━━━━━ Records for processing

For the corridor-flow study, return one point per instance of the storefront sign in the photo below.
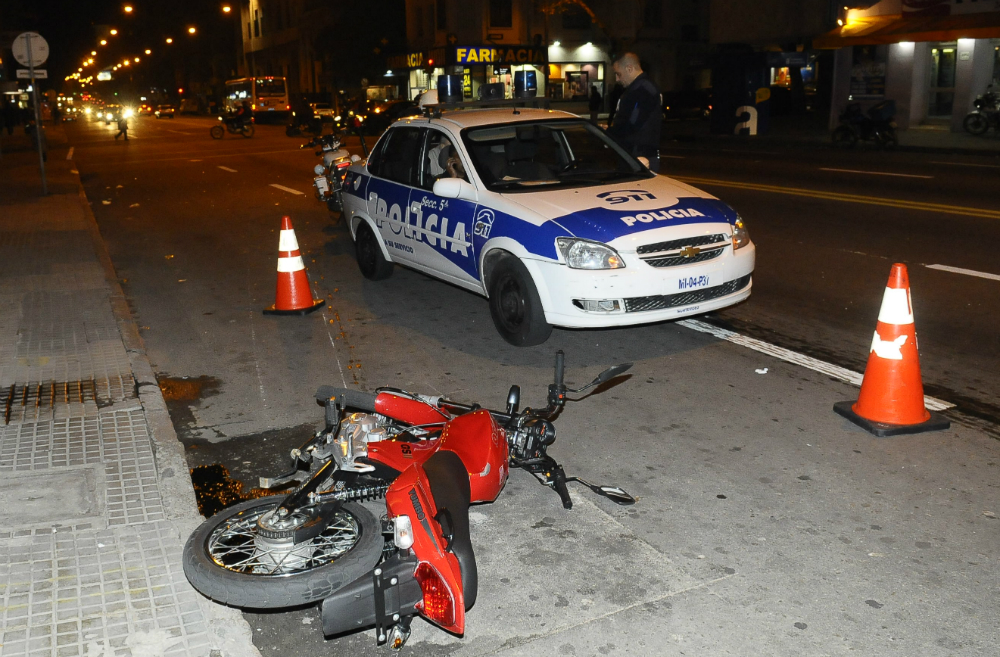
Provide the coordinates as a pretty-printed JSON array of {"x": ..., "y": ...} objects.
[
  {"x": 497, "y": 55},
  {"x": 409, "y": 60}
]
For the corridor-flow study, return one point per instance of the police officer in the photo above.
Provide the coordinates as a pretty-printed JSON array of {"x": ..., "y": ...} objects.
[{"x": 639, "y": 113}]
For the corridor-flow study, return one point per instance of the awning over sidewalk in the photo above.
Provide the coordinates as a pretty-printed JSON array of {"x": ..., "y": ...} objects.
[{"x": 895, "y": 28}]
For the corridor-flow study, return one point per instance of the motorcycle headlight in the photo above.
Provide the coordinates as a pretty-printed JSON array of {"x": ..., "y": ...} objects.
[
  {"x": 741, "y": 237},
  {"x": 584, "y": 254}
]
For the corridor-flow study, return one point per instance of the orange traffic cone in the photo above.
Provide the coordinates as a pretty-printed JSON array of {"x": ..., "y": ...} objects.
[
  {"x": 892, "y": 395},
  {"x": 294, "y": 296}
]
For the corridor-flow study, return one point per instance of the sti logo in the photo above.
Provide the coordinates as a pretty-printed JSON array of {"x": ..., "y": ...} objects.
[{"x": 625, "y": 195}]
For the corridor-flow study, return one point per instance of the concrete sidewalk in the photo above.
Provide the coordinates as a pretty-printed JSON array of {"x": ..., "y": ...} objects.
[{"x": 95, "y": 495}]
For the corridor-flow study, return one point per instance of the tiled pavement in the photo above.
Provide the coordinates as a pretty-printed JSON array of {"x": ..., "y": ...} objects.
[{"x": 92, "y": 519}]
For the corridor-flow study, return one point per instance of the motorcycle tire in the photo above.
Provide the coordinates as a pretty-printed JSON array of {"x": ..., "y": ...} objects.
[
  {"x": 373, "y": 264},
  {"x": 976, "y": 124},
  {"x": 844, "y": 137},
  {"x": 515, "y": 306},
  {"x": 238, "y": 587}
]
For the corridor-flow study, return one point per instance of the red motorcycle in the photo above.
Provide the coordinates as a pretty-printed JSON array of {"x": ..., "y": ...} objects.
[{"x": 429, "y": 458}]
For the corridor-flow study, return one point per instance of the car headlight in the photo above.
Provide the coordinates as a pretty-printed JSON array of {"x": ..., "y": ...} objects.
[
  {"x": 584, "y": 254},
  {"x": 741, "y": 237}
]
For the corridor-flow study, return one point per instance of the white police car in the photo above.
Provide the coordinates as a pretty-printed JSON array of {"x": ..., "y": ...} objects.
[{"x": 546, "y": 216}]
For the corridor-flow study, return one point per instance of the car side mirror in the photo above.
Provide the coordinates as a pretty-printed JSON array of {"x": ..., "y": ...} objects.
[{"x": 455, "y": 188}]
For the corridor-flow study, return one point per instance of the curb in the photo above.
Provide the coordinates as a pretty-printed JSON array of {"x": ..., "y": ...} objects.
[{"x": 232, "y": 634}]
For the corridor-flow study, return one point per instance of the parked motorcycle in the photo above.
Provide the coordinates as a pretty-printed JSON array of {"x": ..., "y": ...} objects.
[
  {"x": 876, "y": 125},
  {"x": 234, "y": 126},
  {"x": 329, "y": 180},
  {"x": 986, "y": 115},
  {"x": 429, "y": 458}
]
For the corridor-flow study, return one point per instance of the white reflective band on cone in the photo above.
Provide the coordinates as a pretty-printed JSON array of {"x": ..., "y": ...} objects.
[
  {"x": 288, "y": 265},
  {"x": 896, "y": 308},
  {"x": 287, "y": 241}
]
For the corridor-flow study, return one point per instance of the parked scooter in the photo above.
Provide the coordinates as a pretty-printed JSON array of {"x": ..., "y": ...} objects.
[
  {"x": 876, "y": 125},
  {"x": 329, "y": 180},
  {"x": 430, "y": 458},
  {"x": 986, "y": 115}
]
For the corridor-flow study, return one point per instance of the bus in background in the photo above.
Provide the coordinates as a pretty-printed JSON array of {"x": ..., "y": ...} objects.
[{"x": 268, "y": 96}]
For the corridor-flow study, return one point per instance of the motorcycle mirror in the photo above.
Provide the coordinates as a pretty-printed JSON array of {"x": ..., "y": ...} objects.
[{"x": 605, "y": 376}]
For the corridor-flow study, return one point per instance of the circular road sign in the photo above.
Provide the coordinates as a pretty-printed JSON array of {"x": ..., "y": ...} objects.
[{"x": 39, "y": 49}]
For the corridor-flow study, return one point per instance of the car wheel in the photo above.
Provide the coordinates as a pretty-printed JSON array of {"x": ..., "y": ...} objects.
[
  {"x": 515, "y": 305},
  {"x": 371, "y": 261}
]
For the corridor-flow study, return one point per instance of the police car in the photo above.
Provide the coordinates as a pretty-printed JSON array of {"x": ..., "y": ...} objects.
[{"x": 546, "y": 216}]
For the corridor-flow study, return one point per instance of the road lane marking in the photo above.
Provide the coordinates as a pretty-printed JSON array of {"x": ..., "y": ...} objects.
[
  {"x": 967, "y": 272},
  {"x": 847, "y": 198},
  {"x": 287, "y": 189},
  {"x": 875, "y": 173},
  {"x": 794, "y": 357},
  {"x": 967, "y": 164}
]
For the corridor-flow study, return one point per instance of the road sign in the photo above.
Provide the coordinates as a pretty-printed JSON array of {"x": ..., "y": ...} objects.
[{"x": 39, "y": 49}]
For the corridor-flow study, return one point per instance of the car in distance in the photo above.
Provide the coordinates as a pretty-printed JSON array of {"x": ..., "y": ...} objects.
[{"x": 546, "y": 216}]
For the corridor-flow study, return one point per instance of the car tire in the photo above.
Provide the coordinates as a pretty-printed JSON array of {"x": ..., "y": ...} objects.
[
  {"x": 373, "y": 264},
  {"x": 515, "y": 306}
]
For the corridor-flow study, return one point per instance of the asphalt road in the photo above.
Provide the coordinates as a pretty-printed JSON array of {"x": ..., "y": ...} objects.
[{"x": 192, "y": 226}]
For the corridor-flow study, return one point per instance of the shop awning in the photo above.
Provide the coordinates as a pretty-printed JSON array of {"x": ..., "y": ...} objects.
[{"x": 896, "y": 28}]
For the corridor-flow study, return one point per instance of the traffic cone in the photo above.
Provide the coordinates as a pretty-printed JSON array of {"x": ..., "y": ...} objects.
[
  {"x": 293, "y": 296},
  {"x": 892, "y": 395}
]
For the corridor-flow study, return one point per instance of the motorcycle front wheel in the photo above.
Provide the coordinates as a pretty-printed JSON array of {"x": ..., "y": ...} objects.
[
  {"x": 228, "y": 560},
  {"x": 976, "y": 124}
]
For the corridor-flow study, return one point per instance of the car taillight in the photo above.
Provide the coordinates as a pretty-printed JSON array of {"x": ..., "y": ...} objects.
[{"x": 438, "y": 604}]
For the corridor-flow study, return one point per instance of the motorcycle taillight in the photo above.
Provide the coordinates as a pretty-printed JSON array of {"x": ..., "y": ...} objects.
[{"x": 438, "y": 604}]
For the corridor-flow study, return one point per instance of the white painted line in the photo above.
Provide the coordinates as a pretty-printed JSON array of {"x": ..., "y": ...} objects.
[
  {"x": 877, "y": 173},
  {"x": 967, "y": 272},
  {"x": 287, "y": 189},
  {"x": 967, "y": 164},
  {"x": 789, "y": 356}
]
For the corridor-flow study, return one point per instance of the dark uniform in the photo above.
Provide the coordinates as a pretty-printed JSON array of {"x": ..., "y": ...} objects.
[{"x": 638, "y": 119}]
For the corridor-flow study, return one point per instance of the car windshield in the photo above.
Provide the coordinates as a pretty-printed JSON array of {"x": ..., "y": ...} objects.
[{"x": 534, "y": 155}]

━━━━━━━━━━

Without the pictures, write out all of the material exactly.

» **Written solution**:
For the corridor-flow study, return one point per instance of the storefront sign in the photo below.
Provide the coordinates as a pretty-printed JSON array of {"x": ..., "y": ...} objects.
[
  {"x": 497, "y": 55},
  {"x": 409, "y": 60}
]
For the corridor-flow study, return one point per instance of the police officer in the photo above.
Provide the coordinates as a pretty-printed JSON array of {"x": ..., "y": ...} objects.
[{"x": 639, "y": 113}]
For the corridor-flow study, return one point per instance of the awning over sidewalk in the photo above.
Provide the coordinates as a pretty-printed JSON array of {"x": ..., "y": ...} objects.
[{"x": 895, "y": 28}]
For the corridor-flow study, return one point per instance of the motorcycle headlight in the photo above.
Provide the coordinates as a pretty-printed JSON array of {"x": ..., "y": ...} objects.
[
  {"x": 741, "y": 237},
  {"x": 584, "y": 254}
]
For the corridor-flow study, return one point per instance of the orange traffic cone in the photo above.
Provide the coordinates as a pretty-printed JSON array of {"x": ..., "y": ...} objects.
[
  {"x": 892, "y": 395},
  {"x": 294, "y": 296}
]
For the corridor-flow study, return one point per instance of the sti logo in the photo above.
Provide the coordinates as a pretty-printed JSON array of {"x": ..., "y": ...} objects.
[{"x": 625, "y": 195}]
For the corridor-flow study, return one point per instance of the concrete sidewalk in the photo above.
Provide the coordinates as a pretty-printed JSON array of {"x": ..., "y": ...} objects.
[{"x": 95, "y": 495}]
For the corridor-flow study, return one point per instance of the tiled pavement in the photo above.
Provide the coordinates as a pretty-printed JSON array of {"x": ..., "y": ...} objects.
[{"x": 92, "y": 519}]
For the corridor-flow study, return one point per instance of the motorcycle tire in the photo above.
Provide the coordinates as a pretty-printed JSON array of {"x": ..., "y": ...} objects.
[
  {"x": 373, "y": 264},
  {"x": 976, "y": 124},
  {"x": 844, "y": 137},
  {"x": 515, "y": 306},
  {"x": 238, "y": 587}
]
For the corridor-flow study, return one point per instance of the red motorcycle in the photo above.
Provide the coordinates as a pretty-printed JSON array of {"x": ..., "y": ...} objects.
[{"x": 429, "y": 458}]
For the corridor-flow study, return one point per instance of the car headlight in the photo above.
Provide the coordinates as a pretty-printed JSON array of {"x": ..., "y": ...} objects.
[
  {"x": 584, "y": 254},
  {"x": 741, "y": 237}
]
For the corridor-flow study, return one point per instance of the white police car in the photo above.
Provide the coordinates as a pretty-printed JSON array of {"x": ..., "y": ...} objects.
[{"x": 546, "y": 216}]
For the corridor-flow study, return one point per instance of the car side mirror in the photo above.
Provide the coordinates as a pretty-printed JSON array of {"x": ..., "y": ...} objects.
[{"x": 455, "y": 188}]
For the corridor-flow study, return one point per instance of the curb in the photo above.
Provide the coordinates as a pretty-printed JSON array of {"x": ..., "y": ...} objects.
[{"x": 232, "y": 634}]
For the corridor-flow study, return one point per instance of the parked motorcycle in the photo above.
Provide the coordinates as a pretty-printed JSON array of {"x": ..., "y": ...} objects.
[
  {"x": 876, "y": 125},
  {"x": 234, "y": 126},
  {"x": 329, "y": 180},
  {"x": 986, "y": 115},
  {"x": 429, "y": 458}
]
For the corridor-flow study, return one point per instance of the white reflective band on cone in the photo above.
Provide the coordinates as a pretty-printed JSON array of {"x": ..., "y": ...} objects.
[
  {"x": 288, "y": 265},
  {"x": 896, "y": 308},
  {"x": 287, "y": 241}
]
For the corridor-flow study, return one point per instance of the parked scooter in the photo above.
Provide the coordinates as a pretty-printed JSON array of {"x": ..., "y": ...} objects.
[
  {"x": 876, "y": 125},
  {"x": 329, "y": 180},
  {"x": 430, "y": 458},
  {"x": 986, "y": 115}
]
For the corridor-flow study, return one point per instance of the bus in background in the photo above.
Provide the coordinates as a pretty-printed JSON array of {"x": ..., "y": ...} objects.
[{"x": 268, "y": 96}]
For the corridor-flow study, return one point per instance of the motorcycle mirror in the photo above.
Provide the coordinates as a pretty-printed JSON array of {"x": ..., "y": ...} objects.
[{"x": 605, "y": 376}]
For the corridor-flow study, return one point per instance of the circular road sign in the photo above.
Provide the coordinates as a pretty-printed JSON array of {"x": ..., "y": ...} objects.
[{"x": 39, "y": 49}]
For the corridor-flow study, return one point per instance of the car wheel in the photo above.
Provide the coordinates as a pretty-printed JSON array of {"x": ..., "y": ...} objects.
[
  {"x": 515, "y": 305},
  {"x": 371, "y": 261}
]
For the corridor-flow study, return one point per instance of the police car in the photo above.
Provide the coordinates as a pretty-printed JSON array of {"x": ..., "y": ...} objects.
[{"x": 546, "y": 216}]
For the corridor-flow study, return one point per instance of the road lane marking in the photo above.
Provide the coordinates as a pretty-printed JSON array of {"x": ..., "y": ...} objects.
[
  {"x": 967, "y": 272},
  {"x": 847, "y": 198},
  {"x": 287, "y": 189},
  {"x": 875, "y": 173},
  {"x": 794, "y": 357},
  {"x": 967, "y": 164}
]
For the corridor-flow study, return one point per instance of the road sign in the photo above.
Provide the coordinates as a pretty-printed JSON array of {"x": ..., "y": ...} objects.
[{"x": 39, "y": 49}]
For the corridor-flow study, return one point per instance of the car in distance in the photo above.
Provide the coordinates as a pretty-printed JSON array of {"x": ..., "y": ...} objects.
[{"x": 546, "y": 216}]
For the corridor-flow study, return one point per instance of the car tire in the photo above.
Provide the coordinates as a pretty-printed JSON array of {"x": ..., "y": ...} objects.
[
  {"x": 373, "y": 264},
  {"x": 515, "y": 306}
]
For the corridor-flow study, return one point per instance of the asphalt road in the photo above.
Provide the coordinates as a pretty-printed JSON array of {"x": ..., "y": ...} objects.
[{"x": 192, "y": 226}]
For the corridor-flow study, return one point per instance of the shop awning in the photo above.
Provide the coordinates as a pretty-printed JSON array of {"x": ..., "y": ...} objects.
[{"x": 896, "y": 28}]
For the corridor-flow study, return one point per instance of the traffic cone in the photo above.
Provide the coordinates as a pretty-printed JSON array of {"x": ..., "y": ...} objects.
[
  {"x": 293, "y": 296},
  {"x": 892, "y": 395}
]
For the corridor-flow study, return one point per instance of the motorcycle front wheel in the photo above.
Provide the coordinates as a pretty-printed JSON array of {"x": ..., "y": ...} objects.
[
  {"x": 228, "y": 560},
  {"x": 976, "y": 124}
]
For the corridor-flow study, return one point per instance of the car taillight in the photo above.
Provide the coordinates as a pretty-printed JSON array of {"x": ..., "y": ...} objects.
[{"x": 438, "y": 604}]
For the corridor-flow study, return one point per instance of the motorcycle taillight in the photo above.
Provide the coordinates as a pretty-printed JSON array of {"x": ..., "y": ...} objects.
[{"x": 438, "y": 604}]
For the corridor-flow study, return one point per instance of the white painted line in the photo above.
Provide the coordinates as a pretty-printed JSON array of {"x": ..., "y": ...} objects.
[
  {"x": 877, "y": 173},
  {"x": 967, "y": 272},
  {"x": 287, "y": 189},
  {"x": 967, "y": 164},
  {"x": 789, "y": 356}
]
For the corridor-flow study, return one point per instance of the dark uniform in the photo above.
Provide the coordinates as a pretty-printed JSON array of {"x": ..., "y": ...} objects.
[{"x": 638, "y": 119}]
For the corridor-flow study, return one point per instance of the car windshield in the photo above.
Provide the coordinates as a pretty-printed JSON array of {"x": ..., "y": ...} objects.
[{"x": 534, "y": 155}]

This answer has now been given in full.